> _Data provided_

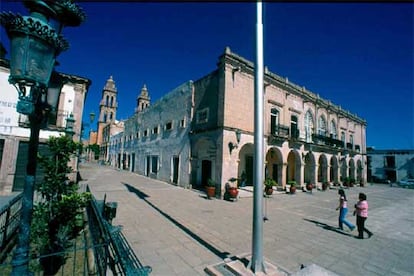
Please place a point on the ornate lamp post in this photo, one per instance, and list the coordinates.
(35, 42)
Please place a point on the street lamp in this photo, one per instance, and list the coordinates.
(35, 42)
(70, 122)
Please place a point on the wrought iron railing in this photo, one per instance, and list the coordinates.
(118, 254)
(100, 245)
(326, 140)
(9, 222)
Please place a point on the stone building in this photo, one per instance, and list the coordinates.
(205, 129)
(107, 123)
(155, 142)
(307, 138)
(14, 131)
(392, 165)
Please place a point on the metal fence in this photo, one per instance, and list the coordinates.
(118, 254)
(100, 247)
(9, 222)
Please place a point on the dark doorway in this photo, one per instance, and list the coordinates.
(275, 172)
(176, 162)
(133, 162)
(249, 170)
(205, 172)
(148, 165)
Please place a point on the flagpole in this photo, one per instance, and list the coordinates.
(256, 263)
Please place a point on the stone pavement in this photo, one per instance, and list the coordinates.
(178, 231)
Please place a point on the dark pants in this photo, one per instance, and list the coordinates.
(361, 227)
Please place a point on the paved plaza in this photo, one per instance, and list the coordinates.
(178, 231)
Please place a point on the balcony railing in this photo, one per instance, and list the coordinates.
(282, 132)
(326, 140)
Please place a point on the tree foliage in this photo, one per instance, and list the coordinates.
(57, 215)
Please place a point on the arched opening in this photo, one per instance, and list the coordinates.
(293, 167)
(323, 169)
(274, 165)
(309, 170)
(333, 174)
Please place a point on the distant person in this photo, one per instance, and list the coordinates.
(361, 211)
(343, 210)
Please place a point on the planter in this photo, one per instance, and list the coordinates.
(211, 192)
(233, 192)
(268, 190)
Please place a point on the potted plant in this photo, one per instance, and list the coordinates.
(231, 189)
(309, 186)
(292, 184)
(211, 188)
(269, 183)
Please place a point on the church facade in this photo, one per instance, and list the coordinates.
(205, 130)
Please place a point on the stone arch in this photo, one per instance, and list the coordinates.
(309, 170)
(351, 168)
(293, 167)
(246, 163)
(203, 162)
(274, 165)
(344, 168)
(322, 169)
(333, 175)
(359, 171)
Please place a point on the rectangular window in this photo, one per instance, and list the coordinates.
(168, 126)
(202, 116)
(154, 164)
(182, 123)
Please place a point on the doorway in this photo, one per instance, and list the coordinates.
(205, 172)
(176, 161)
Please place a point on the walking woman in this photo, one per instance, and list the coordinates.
(343, 210)
(361, 211)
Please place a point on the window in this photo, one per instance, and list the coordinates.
(182, 123)
(168, 126)
(322, 126)
(202, 116)
(333, 133)
(308, 126)
(274, 121)
(154, 164)
(294, 127)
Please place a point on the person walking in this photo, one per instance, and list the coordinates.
(361, 211)
(343, 210)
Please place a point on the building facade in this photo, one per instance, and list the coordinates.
(307, 139)
(15, 131)
(155, 141)
(392, 165)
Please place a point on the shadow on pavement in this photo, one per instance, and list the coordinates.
(193, 235)
(328, 227)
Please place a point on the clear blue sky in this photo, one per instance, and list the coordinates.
(359, 56)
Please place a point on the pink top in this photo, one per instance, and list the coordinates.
(362, 208)
(342, 202)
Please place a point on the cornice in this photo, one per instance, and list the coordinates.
(242, 64)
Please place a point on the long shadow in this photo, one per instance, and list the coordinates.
(143, 196)
(328, 227)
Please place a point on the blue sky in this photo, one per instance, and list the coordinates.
(358, 55)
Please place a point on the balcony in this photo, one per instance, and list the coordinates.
(282, 133)
(326, 140)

> _Work instructions_
Your copy should hold every record word for word and none of the pictures.

> _Answer for the task_
Please place a point on the ornate lamp post in this photo, one per instance, and list the coordinates.
(35, 42)
Please place a point on the street lamp in this photo, one per instance, and list the coordinates.
(35, 42)
(70, 122)
Please place a point on the wrought iron railing in this photo, one per instance, and list the coordinates.
(118, 254)
(100, 245)
(326, 140)
(9, 222)
Please place a point on the stone building in this photo, one per instance, and list the coordinates.
(205, 129)
(107, 123)
(155, 142)
(307, 138)
(14, 131)
(392, 165)
Please place a point on the metal fence in this photo, one per instance, and list the coordinates.
(118, 254)
(100, 247)
(9, 222)
Please place a point on the dark doorway in this photo, one per instance, and list the coordinates.
(275, 172)
(176, 162)
(133, 162)
(249, 170)
(205, 172)
(148, 165)
Please place a point on the flagpole in this photo, one per instance, and list the coordinates.
(256, 263)
Please place a point on the stone pavement in this photo, one per instance, and list the coordinates.
(178, 231)
Please place a point on the dark pants in this photo, one per instance, and list the coordinates.
(361, 227)
Please place a point on the paved plaza in this photo, one per instance, and list the coordinates.
(178, 231)
Please place a point on the balcony railing in this photo, one per instance, and list the coordinates.
(282, 132)
(326, 140)
Please place a point on the tree foliage in this photo, one per instance, and list the coordinates.
(57, 215)
Please place a point on the arched opening in this photo, one per instance, and list the coordinates.
(293, 167)
(323, 169)
(274, 165)
(309, 170)
(333, 174)
Please place a point on the distant person in this photo, one per instance, and list the coordinates.
(361, 211)
(343, 210)
Please place a point on the planter in this photo, one per instance, and list the coordinates.
(211, 192)
(233, 192)
(268, 190)
Please place a point on the potted plant in this photo, one per instance, and list the coordinates.
(231, 189)
(309, 186)
(292, 184)
(211, 188)
(269, 183)
Please place a point on the church facade in this photo, one per instance, and list the coordinates.
(205, 130)
Please place a point on the stone arch in this photo, one per instance, and list the coordinates.
(309, 170)
(351, 168)
(293, 167)
(246, 163)
(203, 162)
(274, 165)
(344, 168)
(322, 169)
(333, 175)
(359, 171)
Please place a point on the rectangular window in this photo, one per instance, and list the coordinates.
(168, 126)
(202, 116)
(154, 164)
(182, 123)
Please place a point on the doorway in this photo, one per instance, and list the coordinates.
(205, 172)
(176, 161)
Please place a point on the walking woman in this photo, one per instance, and list the coordinates.
(343, 210)
(361, 211)
Please place a point on the window in this photo, one per instance, and list the coordinates.
(182, 123)
(168, 126)
(322, 126)
(202, 116)
(333, 133)
(308, 126)
(274, 121)
(154, 164)
(294, 127)
Please place a point on the person walking in this photo, one per instance, and list the coordinates.
(361, 211)
(343, 210)
Please place a point on the building facade in this photo, one per instance, and list the coordinates.
(307, 139)
(15, 131)
(155, 141)
(392, 165)
Please place a point on the shadow on pavement in this photo, one per instance, and list the coordinates.
(193, 235)
(328, 227)
Please place a point on the clear blue sky in this photo, one per instance, and list the coordinates.
(359, 56)
Please place a point on the pink top in this photo, one per instance, and list the coordinates.
(362, 208)
(342, 202)
Please place a point on the cornice in this photo, one per instance, and list the coordinates.
(242, 64)
Please place a point on the long shadow in this photo, one per instance, and list the coordinates.
(143, 196)
(328, 227)
Please place a point on the blue sky in this photo, one per instance, and list the coordinates.
(358, 55)
Please place a point on the balcony in this photo, one per instance, and list the coordinates.
(282, 133)
(326, 140)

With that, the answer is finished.